▶ _REQUIREMENT_: Update the lines below by changing "palm tree" to "coconut palm" wherever it occurs, and leave everything else as it is.

▶ _RECORDS PROVIDED_:
◇ ◇ ◇ ◇ ◇ ◇ ◇

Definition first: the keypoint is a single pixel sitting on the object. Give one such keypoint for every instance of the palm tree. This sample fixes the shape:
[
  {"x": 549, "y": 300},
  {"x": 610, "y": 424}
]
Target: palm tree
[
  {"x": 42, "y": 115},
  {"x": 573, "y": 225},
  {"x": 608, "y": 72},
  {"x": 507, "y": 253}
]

◇ ◇ ◇ ◇ ◇ ◇ ◇

▶ _EXPECTED ANSWER_:
Definition first: the keypoint is a single pixel sitting on the object. Give one such keypoint for every instance of the coconut palm. This sample fixes the shape:
[
  {"x": 549, "y": 300},
  {"x": 610, "y": 424}
]
Target: coconut palm
[
  {"x": 42, "y": 115},
  {"x": 573, "y": 225},
  {"x": 608, "y": 72},
  {"x": 507, "y": 253}
]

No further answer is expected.